Excerpted passage →
But this is a matter of scheduling and branding. BBC1 is more personality- based and in yer face; BBC2's leisure shows are gentler, slower affairs, full of long, loving shots, stippled water and the plash of whatever it is goes plash. And in Tales from The River Bank (BBC2, Monday) it was fish that plashed.

Wonderfully introduced by Geoffrey Palmer, this series aims to answer the question most people ask about fishing: why? What is the obscure magic that draws chaps to muddy riverbanks, there to chase the flashing scales - usually in vain? Is it the natural beauty, the loneliness - or is it just the same inadequacy that transforms sensible family men into football fans and stamp collectors, and women into grass widows? When one young fellow spoke of the pleasure of fishing for "big barbel on a misty dawn", I understood him. I once met a German girl called Barbel.

However, I had no desire to understand the chap - his wide face and simpleton's mouth reminding me of Benny Hill - whose attire consisted of a silly hat festooned with coloured flies, a multi-zipped flak jacket and waders up to his armpits. Threaded through a lorry's inner tube, his flippered feet appearing at one end, he floated along an otherwise beautiful river - a pneumatic eyesore - trying to take fish by surprise. The ruse worked, said Benny, "because they probably don't realise what I am". Which is what, exactly?

If fish plashing is not for you, perhaps you'd like to go hill-walking in North Wales this summer. If so, don't expect to find solitude. As the first in Visions of Snowdonia (BBC2, Friday) made clear, there are too many folk in them thar hills. With warden Sam Roberts (a Welsh speaking hedge poet) we watched as silly Brummies wearing trainers slid from the ridges of Crib Goch, or eroded the Pyg Track.

Items →
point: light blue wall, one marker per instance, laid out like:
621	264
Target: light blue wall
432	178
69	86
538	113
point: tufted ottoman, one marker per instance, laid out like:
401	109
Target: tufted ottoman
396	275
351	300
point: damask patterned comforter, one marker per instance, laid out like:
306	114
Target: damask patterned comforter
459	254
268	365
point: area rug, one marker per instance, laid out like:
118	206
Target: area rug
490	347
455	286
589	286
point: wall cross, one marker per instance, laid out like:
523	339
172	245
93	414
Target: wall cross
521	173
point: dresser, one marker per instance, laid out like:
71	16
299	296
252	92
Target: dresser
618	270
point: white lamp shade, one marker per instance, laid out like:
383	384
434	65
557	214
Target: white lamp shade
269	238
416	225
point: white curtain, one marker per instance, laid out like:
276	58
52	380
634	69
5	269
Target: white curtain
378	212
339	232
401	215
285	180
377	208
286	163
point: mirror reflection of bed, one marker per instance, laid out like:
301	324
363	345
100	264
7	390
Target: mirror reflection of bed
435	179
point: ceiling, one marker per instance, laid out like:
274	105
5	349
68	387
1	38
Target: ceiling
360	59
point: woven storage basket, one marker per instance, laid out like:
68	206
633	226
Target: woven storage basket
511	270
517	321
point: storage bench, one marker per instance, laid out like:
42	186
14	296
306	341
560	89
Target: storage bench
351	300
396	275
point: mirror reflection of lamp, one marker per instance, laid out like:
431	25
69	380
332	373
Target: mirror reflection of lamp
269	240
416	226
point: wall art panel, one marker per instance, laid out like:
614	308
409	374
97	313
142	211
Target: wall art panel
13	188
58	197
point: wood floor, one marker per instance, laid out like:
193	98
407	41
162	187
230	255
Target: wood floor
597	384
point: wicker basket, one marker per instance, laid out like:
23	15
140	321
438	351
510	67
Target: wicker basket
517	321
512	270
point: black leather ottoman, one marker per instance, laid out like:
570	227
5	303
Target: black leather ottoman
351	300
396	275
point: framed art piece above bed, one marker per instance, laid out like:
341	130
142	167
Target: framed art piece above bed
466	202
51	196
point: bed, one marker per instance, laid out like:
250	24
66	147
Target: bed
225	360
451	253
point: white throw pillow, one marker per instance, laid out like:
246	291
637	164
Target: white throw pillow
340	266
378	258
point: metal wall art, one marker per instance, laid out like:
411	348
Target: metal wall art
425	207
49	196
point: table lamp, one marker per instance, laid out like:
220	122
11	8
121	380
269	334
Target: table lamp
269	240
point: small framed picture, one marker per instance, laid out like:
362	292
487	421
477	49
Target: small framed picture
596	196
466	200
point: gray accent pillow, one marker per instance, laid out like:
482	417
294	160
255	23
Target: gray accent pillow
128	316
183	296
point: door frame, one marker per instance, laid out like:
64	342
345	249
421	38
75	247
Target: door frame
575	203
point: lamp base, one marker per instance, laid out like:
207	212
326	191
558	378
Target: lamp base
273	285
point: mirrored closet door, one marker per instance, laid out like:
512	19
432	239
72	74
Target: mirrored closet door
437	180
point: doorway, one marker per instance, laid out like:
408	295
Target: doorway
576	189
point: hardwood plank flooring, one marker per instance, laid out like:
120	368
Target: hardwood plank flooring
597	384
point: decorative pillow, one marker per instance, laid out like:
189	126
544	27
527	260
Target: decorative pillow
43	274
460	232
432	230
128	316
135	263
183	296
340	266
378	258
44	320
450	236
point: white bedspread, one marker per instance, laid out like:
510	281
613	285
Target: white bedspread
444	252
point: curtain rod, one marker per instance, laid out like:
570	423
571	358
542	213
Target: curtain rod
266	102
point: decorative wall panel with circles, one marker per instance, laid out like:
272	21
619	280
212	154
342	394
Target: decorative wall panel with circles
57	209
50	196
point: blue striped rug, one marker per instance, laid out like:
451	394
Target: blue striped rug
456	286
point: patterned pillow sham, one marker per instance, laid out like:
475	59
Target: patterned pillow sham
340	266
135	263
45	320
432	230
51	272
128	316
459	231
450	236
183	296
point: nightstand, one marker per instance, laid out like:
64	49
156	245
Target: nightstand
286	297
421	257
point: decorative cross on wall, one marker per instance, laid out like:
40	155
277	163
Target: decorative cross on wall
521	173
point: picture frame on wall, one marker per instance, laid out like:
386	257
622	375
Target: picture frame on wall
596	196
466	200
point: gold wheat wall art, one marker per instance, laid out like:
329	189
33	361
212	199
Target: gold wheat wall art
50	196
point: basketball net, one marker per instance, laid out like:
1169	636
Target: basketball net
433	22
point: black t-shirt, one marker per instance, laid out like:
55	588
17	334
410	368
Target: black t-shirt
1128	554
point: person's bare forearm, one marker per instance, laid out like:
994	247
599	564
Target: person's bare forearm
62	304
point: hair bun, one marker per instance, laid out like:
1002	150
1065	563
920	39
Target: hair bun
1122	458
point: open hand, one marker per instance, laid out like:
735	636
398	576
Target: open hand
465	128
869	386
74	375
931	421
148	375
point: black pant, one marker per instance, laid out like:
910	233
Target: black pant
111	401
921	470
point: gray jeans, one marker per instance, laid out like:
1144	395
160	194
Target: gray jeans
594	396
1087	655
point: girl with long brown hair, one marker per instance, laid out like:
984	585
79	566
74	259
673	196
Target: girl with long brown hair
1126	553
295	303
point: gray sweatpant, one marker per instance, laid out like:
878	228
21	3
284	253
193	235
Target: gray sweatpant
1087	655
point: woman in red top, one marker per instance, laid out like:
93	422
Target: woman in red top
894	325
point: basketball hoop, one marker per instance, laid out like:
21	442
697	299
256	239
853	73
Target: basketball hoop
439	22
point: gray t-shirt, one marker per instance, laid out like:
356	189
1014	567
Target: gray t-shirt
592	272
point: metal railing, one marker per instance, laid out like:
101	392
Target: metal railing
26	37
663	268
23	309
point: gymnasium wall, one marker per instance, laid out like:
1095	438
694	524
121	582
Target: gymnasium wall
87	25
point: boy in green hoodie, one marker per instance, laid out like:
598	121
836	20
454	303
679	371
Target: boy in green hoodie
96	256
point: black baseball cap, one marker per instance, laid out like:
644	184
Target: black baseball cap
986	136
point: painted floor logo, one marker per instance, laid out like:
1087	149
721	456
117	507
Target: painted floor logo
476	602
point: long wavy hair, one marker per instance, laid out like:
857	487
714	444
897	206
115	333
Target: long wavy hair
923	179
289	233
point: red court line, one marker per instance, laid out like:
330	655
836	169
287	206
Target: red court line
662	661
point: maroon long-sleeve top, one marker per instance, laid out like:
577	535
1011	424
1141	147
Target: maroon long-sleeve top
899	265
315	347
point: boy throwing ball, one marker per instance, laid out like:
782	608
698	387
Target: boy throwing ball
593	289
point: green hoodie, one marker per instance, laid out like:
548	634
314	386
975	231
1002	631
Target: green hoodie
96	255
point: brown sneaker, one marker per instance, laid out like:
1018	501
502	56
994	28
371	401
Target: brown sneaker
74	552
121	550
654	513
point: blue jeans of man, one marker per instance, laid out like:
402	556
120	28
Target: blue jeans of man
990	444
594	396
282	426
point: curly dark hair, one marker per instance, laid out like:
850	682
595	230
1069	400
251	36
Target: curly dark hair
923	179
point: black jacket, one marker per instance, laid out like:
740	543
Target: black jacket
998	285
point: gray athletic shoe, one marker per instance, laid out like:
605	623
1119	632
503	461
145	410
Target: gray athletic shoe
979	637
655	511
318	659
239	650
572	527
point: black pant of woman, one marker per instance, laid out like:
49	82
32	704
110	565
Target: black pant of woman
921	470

Objectives →
[A] According to the television review, who introduced Tales from The River Bank?
[B] Say whether each statement agrees with the television review, and quote the deciding words: (i) Tales from The River Bank was shown on BBC1. (ii) Sam Roberts is described as a Welsh-speaking hedge poet. (iii) The angler in the inner tube floated along a river.
[C] Continue the television review from its last sentence.

Results in order →
[A] Geoffrey Palmer introduced it.

[B]
(i) No: "Tales from The River Bank (BBC2, Monday)"
(ii) Yes: "warden Sam Roberts (a Welsh speaking hedge poet)"
(iii) Yes: "he floated along an otherwise beautiful river"

[C]
This was a pleasant, low-key and undemonstrative film that gently raised questions about sustainable tourism, such as why do we allow folk to hold races on our best mountains, leaving a horrid residue of exertion-related litter behind them? C'mon Chris Smith or John Prescott - ban it!

Unfortunately I had no time myself to ponder Ming vases while casting my line for chubb in the shadow of Cader Idris. This was because I spent most of the week watching Melissa (Channel 4, Monday-Wednesday). And a bloody good time I had too, though the dynamic and brilliant world of TV criticism has been divided by this series. The reason for this is that - with the blessed Potter dead - Alan Bleasdale (who wrote the series) is now the last Great Televisual Artist, which is a substantial cross to bear. Some of my fellows believe that Bleasdale, by adding to a Sixties thriller penned by an unspeakable bourgeois called Francis Durbridge, has let himself down.

I think quite a lot of them are dismayed by the fact that the world depicted in Melissa is familiar to them, unlike the world portrayed in Boys from The Blackstuff and GBH. They see journalism traduced, critics caricatured, the novelists shown as drug-crazed and sex-mad. "It is not real!" they cry. GBH , of course, wasn't "real" either, but they didn't know that. We who live in Kentish Town, on the other hand, commune daily with the real world, and we know.

So, having a go at Bleasdale's verisimilitudes is like criticising Murder On The Orient Express for its lack of probability ("You what? They all did it? Come on!"), or Evelyn Waugh for his exaggerations of the Thirties beau monde. Melissa did not start with a caption saying, "the events in this film are based on a true story". As this brief reprise (for those of you who have missed it) indicates: damaged journalist Guy (car crash, dead girlfriend) falls in love with damaged PR woman Melissa (dead parents, dead baby), sucks the nail varnish from her fingers, and agrees to marriage while still sticky from their first shag. "Why not?" he asks. Because she's bonkers, Guy.

She in turn introduces him to her rootless set of PR and agent chums (Agatha Christie meets Absolutely Fabulous), who get together in a perpetual drinks party. Around them, however, people are dying, and we do not know why. Visits are made to safety deposit boxes, psychiatrists harbour ancient secrets, guns arrive in the post. And then Melissa herself gets it, and Guy is discovered bending over the bloodied corpse.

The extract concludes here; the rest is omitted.